[EXTRACT]
Controlling noise: The great engineering challenge for wireless devices

In the past five years, Connected and Machine-to-Machine (M2M) Devices have become increasingly smaller; many use embedded antennas and may include requirements for GPS, Wi-Fi, NFC, and/or 915Mhz. 

Added to this, they incorporate more cellular bands than before for 3G and 4G, and customers are now looking for global coverage too.  Network congestion also adds to the problem as we pump more data onto 3G and 4G pipes. The end result is that for devices that are as small as a cell phone, noise and emissions have become a significant problem.   

The increased RF design complexity makes it almost impossible to fully contain noise and emissions that impact transmission and reception. Inband noise occurs when a device has emissions or harmonics of emissions present at the operating cellular frequencies. This noise can affect initial cellular reception or be reradiated by the cellular module. If the antenna efficiency and radiated power of the system is very high, it makes the problem worse.

What to do about it?

The key to solving this engineering challenge is to eliminate or suppress the noise that is causing performance compromises and most likely certification challenges.  The first thing to do is to identify the noise source and then act to solve the problem by stopping the noise, filtering it or at least mitigating its affects on the system. Patching things up a little or using a less efficient antenna is not advised - it will only end up in a poor user experience in the field. Quite often the noise doesn’t come from one single source; it is a combination of different factors. Ideally, you should look at the RF design at the beginning of the product design process to help minimize these emission effects and to keep them away from the antennas. Best practice RF design only comes with experience, that is, learning the hard way.

[GIVEN INFORMATION]
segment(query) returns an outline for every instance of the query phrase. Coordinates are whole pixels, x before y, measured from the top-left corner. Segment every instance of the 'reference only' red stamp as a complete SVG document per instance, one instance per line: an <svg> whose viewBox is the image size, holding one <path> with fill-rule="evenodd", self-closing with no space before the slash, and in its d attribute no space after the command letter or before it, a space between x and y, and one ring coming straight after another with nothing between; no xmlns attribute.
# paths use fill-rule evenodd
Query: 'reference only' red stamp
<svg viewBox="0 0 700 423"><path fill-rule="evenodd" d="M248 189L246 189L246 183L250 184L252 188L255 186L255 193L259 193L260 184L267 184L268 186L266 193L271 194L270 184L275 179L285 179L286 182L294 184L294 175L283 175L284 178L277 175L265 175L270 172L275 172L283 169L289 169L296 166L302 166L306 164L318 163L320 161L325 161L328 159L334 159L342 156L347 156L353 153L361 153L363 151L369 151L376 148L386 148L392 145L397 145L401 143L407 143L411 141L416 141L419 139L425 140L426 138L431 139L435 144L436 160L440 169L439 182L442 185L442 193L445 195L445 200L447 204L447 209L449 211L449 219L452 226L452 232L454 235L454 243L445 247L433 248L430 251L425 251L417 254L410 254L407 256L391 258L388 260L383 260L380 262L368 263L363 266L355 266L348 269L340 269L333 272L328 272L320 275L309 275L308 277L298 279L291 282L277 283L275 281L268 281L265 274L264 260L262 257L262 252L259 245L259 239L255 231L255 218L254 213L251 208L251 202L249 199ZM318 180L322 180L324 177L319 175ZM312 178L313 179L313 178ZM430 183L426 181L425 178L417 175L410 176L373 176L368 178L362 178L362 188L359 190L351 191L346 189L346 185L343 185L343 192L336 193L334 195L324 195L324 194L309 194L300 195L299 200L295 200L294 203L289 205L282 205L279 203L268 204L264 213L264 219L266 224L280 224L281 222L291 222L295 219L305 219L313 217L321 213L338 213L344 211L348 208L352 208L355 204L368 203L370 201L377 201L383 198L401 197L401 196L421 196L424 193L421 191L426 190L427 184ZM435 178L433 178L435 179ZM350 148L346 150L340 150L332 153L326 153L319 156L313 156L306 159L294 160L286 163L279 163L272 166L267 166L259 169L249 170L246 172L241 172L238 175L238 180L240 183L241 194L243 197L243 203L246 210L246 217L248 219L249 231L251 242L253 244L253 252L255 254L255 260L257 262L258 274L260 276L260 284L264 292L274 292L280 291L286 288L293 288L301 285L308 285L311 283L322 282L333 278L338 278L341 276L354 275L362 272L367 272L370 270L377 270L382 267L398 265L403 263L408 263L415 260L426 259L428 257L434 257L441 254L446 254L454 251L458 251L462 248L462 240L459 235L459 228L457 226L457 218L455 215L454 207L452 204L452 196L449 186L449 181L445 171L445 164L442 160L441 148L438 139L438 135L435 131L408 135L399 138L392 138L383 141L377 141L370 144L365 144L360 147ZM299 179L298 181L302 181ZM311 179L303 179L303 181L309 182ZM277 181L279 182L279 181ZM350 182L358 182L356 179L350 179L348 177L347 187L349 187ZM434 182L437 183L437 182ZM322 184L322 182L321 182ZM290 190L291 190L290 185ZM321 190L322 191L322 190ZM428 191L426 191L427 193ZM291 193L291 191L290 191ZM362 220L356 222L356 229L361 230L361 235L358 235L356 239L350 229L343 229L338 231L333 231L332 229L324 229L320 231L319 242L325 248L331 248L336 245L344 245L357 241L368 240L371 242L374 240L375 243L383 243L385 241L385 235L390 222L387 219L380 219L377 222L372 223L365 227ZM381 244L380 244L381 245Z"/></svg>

[EXERCISES TO COMPLETE]
a - Answer these questions from the article on noise in wireless devices, one line each:
(i) Over what period have connected and M2M devices become increasingly smaller?
(ii) What makes the inband noise problem worse?
(iii) What is the first thing to do to solve the noise challenge?
b - Proceed with the article on noise in wireless devices, picking up after its final sentence.

[RESPONSES FOR EACH TASK]
a -
(i) The past five years.
(ii) Very high antenna efficiency and radiated power of the system.
(iii) Identify the noise source.

b -
Six Steps to Eliminating Noisy Devices

•    Select the right antenna: The first step is to team up with a wireless product designer to select and integrate the right antenna component selection.  Size, position and mounting mechanisms are vital considerations. Avoid large components on the board itself, which are normally older types, and follow the component layout guidelines closely.
•    Choose connectors carefully: Eliminate test points (at the end), connectors and wires. If this is not possible minimize them by using the latest powerful PCB design software to filter and bypass every integrated circuit.
•    Use the right PCB: It is important for the PCB stack up configuration to be designed to contain emissions and to be optimized for RF.  A four-layer board may be more expensive, but it more than pays for itself in performance when you compare it to a two-layer board.
•    Consider Traces: The routing of all power and signal traces and their thicknesses are critical for good RF performance. The distances between these traces and their impedances are also vital in order to achieve the best device performance
•    Be aware of the ground plane:  The size of the ground plane is important for antenna performance.  For overall RF performance it is important to completely fill in the ground plane. This means ensuring that all unused areas of the PCB are filled with copper and not ground free. The ground plane should be one consistent, coherent and connected “pour” so you can see copper on all unused areas of the PCB, even between components.
•    Review Shielding: Implement shielding where necessary. In some cases, it may even be required to add shielding cans over active circuitry or potential sources of emissions like clocks or processors etc. 

A Quiet Life

Two products can look similar to the eye, but one device could be noisy and the other one not, even though they are using the same components.  It’s all about the way the system is laid out and how certain components interact with each other.  Partnering with an expert who has the right equipment, expertise and experience can help you design your product better and quicker.  The end goal is to design products that are optimized from an RF perspective so you can enhance sensitivity and minimize the noise effects in your device.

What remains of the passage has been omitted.